> ENTRIES SUPPLIED:

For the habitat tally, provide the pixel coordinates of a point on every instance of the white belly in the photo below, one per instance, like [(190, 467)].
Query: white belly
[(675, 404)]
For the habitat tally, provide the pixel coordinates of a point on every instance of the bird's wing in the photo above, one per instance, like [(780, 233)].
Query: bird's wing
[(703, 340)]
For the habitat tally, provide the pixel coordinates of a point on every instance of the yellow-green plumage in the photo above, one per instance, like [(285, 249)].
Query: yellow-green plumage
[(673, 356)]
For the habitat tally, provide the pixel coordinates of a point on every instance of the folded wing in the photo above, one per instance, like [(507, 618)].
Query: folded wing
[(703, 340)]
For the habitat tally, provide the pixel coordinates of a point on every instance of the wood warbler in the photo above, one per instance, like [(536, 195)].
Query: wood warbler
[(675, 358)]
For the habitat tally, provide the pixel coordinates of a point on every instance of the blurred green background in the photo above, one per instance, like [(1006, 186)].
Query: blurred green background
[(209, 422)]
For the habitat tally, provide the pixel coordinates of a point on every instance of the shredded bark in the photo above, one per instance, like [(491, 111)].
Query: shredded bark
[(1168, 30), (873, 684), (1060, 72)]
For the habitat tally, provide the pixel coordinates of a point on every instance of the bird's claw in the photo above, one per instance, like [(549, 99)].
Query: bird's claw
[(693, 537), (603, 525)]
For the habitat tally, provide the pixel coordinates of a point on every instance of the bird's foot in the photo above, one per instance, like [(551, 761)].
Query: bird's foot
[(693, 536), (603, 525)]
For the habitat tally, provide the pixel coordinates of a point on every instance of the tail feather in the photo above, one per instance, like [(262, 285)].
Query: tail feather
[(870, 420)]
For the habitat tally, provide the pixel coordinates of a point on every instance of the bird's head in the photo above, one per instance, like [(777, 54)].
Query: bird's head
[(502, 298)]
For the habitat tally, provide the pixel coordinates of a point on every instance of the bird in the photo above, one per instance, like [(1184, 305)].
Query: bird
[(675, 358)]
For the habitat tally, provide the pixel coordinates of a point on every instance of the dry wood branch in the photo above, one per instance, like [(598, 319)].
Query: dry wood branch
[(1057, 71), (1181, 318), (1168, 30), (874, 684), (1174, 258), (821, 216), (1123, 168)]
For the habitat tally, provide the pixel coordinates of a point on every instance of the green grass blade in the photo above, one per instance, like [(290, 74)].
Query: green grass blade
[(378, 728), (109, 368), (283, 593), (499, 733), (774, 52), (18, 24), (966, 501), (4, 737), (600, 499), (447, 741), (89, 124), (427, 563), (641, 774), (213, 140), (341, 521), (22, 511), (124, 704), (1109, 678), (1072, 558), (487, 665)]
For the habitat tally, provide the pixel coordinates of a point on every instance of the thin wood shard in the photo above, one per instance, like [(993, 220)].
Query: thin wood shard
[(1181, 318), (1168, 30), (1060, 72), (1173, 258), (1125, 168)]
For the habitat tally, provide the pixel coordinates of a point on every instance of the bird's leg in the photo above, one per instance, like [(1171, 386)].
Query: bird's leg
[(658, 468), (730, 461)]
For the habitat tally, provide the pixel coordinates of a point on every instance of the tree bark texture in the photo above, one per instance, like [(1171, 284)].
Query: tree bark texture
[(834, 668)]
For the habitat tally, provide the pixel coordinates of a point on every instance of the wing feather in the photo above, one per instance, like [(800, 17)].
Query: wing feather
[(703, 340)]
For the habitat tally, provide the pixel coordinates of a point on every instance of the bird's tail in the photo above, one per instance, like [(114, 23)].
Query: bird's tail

> WHAT YOU WILL DO: Format every line of the records above as a numbered list, dropping any blank lines.

> RESULT OF THE EXERCISE:
1. For the habitat tally, provide the pixel coordinates of a point on every instance of the white belly in the photo below, one per instance, like [(190, 467)].
2. Query: white belly
3. [(675, 404)]
4. For the habitat tally, provide the pixel coordinates of a point on every instance of the bird's wing in the photo above, one per instance, like [(780, 233)].
5. Query: bird's wing
6. [(703, 340)]
7. For the habitat tally, provide the pixel coordinates of a point on every instance of the yellow-green plumage in the photo above, one per instance, like [(285, 249)].
8. Query: yellow-green plumage
9. [(673, 356)]
10. For the habitat tally, provide the pixel coordinates of a point on every instance of the folded wing in the photo above, one per instance, like [(507, 618)].
11. Query: folded wing
12. [(703, 340)]
13. For the habitat tally, provide the pixel coordinates of a point on every instance of the wood warbler in the photo above, one per instance, like [(536, 195)].
14. Query: wood warbler
15. [(675, 358)]
16. For the habitat tally, provide the pixel coordinates of a point on every instance of the blurred green background in the photo above, one per instance, like [(1006, 186)].
17. Query: blurred green background
18. [(209, 422)]
19. For the habitat tally, provide the pixel coordinates of a point on every instance of the shredded bark in the photo above, one per instance, like [(491, 111)].
20. Query: shredded bark
21. [(1168, 30), (873, 684), (1060, 72)]
22. For the habitat tally, provide the pixel coordinates of a point on every instance of the bird's claw in the photo above, one per instance, like [(549, 99)].
23. Query: bird's claw
24. [(693, 537), (603, 525)]
25. For the habitat tally, provide the pixel coordinates of a point on every instance of the bird's foot in the photo above, one per instance, like [(551, 761)].
26. Query: bird's foot
27. [(693, 536), (603, 525)]
28. For the habitat tally, provide the pixel coordinates of a point on every instance of the tail feather in the photo above, one per instance, like [(262, 285)].
29. Query: tail feather
30. [(870, 420)]
31. For the habitat tally, provide the pixel coordinates of a point on every instance of the bird's head in the photo above, one per instance, like [(777, 54)].
32. Query: bird's head
33. [(502, 298)]
34. For the habitat tally, provide the pixel coordinates of a point on every instance of the bird in the photo above, one per instance, like [(1184, 305)].
35. Query: bird
36. [(675, 358)]
37. For the habitat tally, provide the pixel coordinates of a point on every instance of the dry wood branch in the photo above, one per instance, like [(598, 319)].
38. Query: dry wood branch
39. [(1057, 71), (1181, 318), (1168, 30), (874, 684), (1174, 258), (821, 216), (1123, 168)]
40. For the habitat tally, provide the pixel coordinates of a point on every instance of the green grass blade in the photo above, one per instance, like [(290, 74)].
41. Query: green grass blade
42. [(378, 728), (109, 368), (283, 593), (499, 733), (774, 52), (18, 24), (966, 501), (4, 737), (600, 499), (447, 741), (89, 124), (427, 563), (641, 774), (213, 140), (341, 521), (22, 511), (124, 704), (1109, 678), (1072, 558), (487, 665)]
43. For the habitat tally, provide the pixel coordinates of a point on every instance of the thin wood shard in the photo above, one per instance, like [(993, 220)].
44. Query: thin wood shard
45. [(1181, 318), (1168, 30), (1060, 72), (1173, 258), (1125, 168)]
46. For the habitat tally, provide the pixel coordinates of a point on every instance of the bird's leg in the photo above, one per instance, like [(1171, 386)].
47. Query: bird's leg
48. [(658, 468), (730, 461)]
49. For the habitat tally, provide the pixel coordinates of a point on every instance of the tree bark texture in the photo above, one per instance, like [(1171, 284)].
50. Query: tree bark texture
51. [(834, 668)]
52. For the habitat tally, provide the pixel coordinates of a point on every instance of the wing feather in the photo above, one per instance, like [(800, 17)].
53. Query: wing feather
54. [(703, 340)]
55. For the habitat tally, provide the pixel coordinates of a point on every instance of the bird's tail in the photo above, one per instance, like [(114, 23)].
56. Query: bird's tail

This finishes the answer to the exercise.